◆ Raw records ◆
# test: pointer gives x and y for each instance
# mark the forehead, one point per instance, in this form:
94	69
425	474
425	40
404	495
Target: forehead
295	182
==
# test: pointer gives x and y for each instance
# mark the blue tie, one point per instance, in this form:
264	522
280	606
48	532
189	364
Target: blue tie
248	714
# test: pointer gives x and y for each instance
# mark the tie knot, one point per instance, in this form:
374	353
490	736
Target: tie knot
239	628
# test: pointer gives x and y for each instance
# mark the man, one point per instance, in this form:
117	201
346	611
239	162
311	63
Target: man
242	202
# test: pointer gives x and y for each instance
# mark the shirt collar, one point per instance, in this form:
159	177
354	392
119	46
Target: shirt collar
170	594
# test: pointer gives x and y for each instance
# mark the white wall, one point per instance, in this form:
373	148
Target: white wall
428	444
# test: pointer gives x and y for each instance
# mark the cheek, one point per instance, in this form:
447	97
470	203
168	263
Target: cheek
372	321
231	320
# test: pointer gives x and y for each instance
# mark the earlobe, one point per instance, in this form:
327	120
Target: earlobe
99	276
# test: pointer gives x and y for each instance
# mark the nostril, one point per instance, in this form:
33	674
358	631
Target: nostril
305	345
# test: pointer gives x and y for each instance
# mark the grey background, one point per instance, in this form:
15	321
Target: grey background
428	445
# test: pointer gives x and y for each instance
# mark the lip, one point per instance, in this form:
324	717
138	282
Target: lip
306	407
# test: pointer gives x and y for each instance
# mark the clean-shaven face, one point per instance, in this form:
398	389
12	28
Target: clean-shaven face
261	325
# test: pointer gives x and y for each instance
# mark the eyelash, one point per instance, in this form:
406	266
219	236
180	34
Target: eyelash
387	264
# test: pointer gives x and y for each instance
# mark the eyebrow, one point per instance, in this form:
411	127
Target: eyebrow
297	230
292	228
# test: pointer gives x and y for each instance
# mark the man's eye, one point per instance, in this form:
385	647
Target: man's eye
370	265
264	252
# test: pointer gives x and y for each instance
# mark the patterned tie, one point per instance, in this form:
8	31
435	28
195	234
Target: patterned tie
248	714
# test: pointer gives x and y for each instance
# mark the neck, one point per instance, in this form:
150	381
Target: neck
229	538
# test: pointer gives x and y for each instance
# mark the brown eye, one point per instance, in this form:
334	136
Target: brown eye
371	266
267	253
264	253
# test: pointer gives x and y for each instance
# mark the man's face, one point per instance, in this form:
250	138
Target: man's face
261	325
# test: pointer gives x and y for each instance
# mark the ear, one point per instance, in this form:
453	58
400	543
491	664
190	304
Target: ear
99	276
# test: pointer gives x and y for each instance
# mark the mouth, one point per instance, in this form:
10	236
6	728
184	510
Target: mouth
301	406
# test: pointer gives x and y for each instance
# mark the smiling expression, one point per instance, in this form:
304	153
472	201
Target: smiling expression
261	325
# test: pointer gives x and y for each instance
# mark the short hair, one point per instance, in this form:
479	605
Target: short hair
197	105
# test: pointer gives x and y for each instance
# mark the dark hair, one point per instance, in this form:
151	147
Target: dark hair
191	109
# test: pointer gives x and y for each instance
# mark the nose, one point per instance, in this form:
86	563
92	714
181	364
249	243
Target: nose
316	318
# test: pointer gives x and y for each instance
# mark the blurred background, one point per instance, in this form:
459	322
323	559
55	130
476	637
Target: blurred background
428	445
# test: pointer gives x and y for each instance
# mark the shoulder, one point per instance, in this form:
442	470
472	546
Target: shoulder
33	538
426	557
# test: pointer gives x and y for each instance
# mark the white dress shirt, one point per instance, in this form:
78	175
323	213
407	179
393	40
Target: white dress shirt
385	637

◆ Short exercise ◆
State how many of the lines above contain the string "shoulder". Case counts, so match capital and lowercase letters exactly, and give only the number.

◆ Expected answer ◆
2